→ **Exercise**: Retype, word for word, every line from the one holding "Query: abstract painting" through the one holding "# sample body: [(208, 56)]" in the entries below, both included, and only those lines.
• • •
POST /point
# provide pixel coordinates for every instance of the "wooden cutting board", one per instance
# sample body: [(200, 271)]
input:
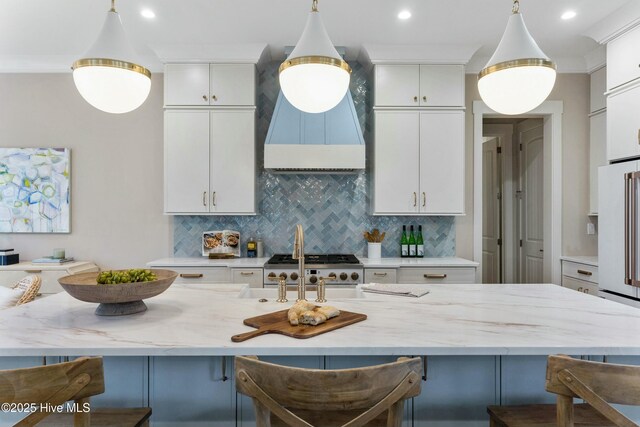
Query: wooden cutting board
[(278, 323)]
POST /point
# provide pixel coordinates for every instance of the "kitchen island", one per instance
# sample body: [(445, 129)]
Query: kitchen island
[(484, 344)]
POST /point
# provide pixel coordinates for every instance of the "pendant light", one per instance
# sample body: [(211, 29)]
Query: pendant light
[(314, 78), (108, 76), (519, 76)]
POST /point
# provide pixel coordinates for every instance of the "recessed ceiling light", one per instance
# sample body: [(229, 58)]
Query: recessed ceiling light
[(147, 13)]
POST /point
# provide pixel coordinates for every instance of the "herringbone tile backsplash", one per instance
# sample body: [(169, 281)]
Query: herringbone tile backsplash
[(332, 208)]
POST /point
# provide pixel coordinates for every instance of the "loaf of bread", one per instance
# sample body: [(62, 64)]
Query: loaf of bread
[(296, 311)]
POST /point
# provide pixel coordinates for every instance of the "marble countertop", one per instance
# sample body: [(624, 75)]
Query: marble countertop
[(581, 259), (417, 262), (259, 262), (451, 320)]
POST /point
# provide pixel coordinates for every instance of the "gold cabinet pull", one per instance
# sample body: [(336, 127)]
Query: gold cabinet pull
[(435, 276)]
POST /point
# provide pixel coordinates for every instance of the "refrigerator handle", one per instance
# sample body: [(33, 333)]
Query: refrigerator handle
[(627, 220)]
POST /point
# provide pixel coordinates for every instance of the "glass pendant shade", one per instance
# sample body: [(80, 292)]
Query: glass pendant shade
[(314, 78), (107, 77), (519, 76)]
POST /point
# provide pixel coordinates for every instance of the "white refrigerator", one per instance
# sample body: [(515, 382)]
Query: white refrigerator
[(619, 232)]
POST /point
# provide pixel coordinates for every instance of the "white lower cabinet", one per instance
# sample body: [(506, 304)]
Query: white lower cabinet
[(194, 391), (437, 275), (209, 161), (418, 163)]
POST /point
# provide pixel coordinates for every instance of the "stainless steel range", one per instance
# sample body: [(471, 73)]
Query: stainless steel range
[(347, 269)]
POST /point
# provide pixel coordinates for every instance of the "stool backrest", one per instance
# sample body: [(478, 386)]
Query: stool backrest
[(53, 385), (599, 384), (349, 397)]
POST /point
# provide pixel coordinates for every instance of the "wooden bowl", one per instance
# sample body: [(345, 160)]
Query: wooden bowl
[(119, 299)]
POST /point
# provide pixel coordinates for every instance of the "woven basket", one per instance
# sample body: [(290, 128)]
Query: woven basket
[(30, 285)]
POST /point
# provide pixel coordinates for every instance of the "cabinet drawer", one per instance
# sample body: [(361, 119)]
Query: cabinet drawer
[(380, 275), (584, 272), (580, 285), (437, 275), (201, 275), (251, 276), (623, 59)]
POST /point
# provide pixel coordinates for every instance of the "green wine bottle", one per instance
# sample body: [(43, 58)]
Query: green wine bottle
[(412, 244), (404, 243)]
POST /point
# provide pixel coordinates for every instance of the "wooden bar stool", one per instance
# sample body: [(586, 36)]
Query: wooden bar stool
[(598, 384), (57, 384), (328, 398)]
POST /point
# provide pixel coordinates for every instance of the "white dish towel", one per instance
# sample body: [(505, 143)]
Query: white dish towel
[(415, 291)]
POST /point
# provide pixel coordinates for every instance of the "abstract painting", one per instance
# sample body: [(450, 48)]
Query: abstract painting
[(34, 190)]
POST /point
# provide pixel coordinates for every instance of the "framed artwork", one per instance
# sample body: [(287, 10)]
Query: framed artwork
[(35, 188)]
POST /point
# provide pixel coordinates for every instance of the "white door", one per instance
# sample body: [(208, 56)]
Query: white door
[(186, 161), (232, 84), (441, 86), (397, 85), (532, 202), (442, 162), (491, 213), (186, 84), (396, 162), (232, 162)]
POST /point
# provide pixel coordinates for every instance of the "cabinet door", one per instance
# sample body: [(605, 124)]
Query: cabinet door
[(186, 84), (233, 162), (186, 161), (441, 86), (442, 162), (597, 156), (598, 88), (623, 124), (232, 84), (397, 85), (623, 59), (396, 162)]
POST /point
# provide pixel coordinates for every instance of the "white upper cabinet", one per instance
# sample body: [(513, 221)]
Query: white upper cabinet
[(623, 124), (419, 163), (209, 85), (598, 88), (210, 161), (623, 59), (419, 85)]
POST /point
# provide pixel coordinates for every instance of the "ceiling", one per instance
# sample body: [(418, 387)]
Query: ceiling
[(47, 35)]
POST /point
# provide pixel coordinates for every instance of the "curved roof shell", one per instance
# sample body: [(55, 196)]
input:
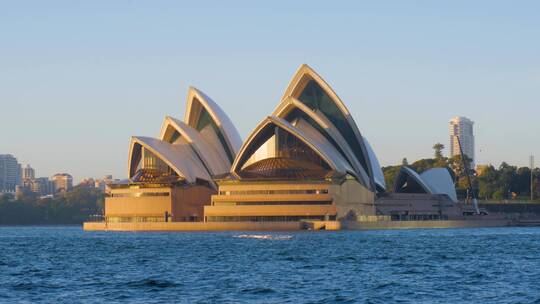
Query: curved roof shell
[(313, 140), (440, 181), (378, 175), (308, 87), (202, 111), (179, 157), (406, 177), (432, 181), (288, 109), (214, 161)]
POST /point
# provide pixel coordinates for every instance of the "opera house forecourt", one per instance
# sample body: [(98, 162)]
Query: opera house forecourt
[(305, 166)]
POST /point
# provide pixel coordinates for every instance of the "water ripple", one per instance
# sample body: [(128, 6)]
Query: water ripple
[(67, 265)]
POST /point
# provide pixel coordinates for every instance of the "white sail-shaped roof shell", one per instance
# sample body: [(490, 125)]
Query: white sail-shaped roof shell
[(315, 141), (378, 175), (197, 100), (180, 157), (440, 181), (214, 161), (289, 104), (303, 76), (410, 173)]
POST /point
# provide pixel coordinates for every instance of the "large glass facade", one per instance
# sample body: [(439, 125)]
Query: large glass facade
[(316, 98), (289, 157)]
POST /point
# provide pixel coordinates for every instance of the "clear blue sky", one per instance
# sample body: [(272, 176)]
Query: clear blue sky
[(77, 79)]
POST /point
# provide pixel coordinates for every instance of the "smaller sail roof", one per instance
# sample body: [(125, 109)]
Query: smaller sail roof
[(315, 142), (440, 181), (432, 181), (180, 157), (408, 180), (214, 161), (378, 175), (196, 101)]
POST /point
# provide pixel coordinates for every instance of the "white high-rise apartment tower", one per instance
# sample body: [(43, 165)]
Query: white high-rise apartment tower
[(462, 127)]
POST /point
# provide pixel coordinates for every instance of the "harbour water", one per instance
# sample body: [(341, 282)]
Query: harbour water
[(67, 265)]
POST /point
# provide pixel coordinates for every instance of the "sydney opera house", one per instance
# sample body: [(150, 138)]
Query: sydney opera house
[(306, 161)]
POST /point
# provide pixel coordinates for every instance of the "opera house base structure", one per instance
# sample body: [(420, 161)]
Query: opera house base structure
[(305, 166)]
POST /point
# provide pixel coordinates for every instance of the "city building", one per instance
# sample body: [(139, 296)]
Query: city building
[(28, 173), (462, 127), (104, 183), (10, 173), (62, 182)]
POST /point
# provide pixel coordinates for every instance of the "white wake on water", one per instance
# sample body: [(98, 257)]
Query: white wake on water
[(263, 236)]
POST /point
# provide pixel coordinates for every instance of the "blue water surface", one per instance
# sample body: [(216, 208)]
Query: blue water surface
[(68, 265)]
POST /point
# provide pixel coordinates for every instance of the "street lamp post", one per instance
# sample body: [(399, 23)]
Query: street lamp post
[(531, 159)]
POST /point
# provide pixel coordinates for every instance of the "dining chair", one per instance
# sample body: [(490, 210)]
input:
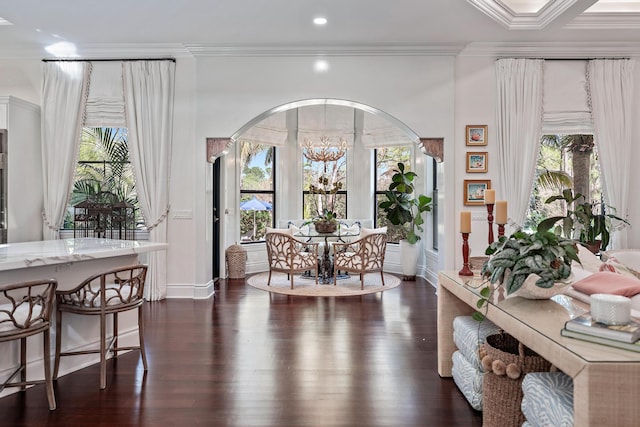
• • •
→ **Solution to this exercise**:
Query: abstract painting
[(34, 190)]
POST /point
# provide pixel coordinates for every instance of the "framed artwork", one per instance
# sample body: [(287, 10)]
Query: framed artwork
[(35, 188)]
POST /point
# provide pixel coordinates for every instance of the "white door", one per instance
# sample body: [(208, 56)]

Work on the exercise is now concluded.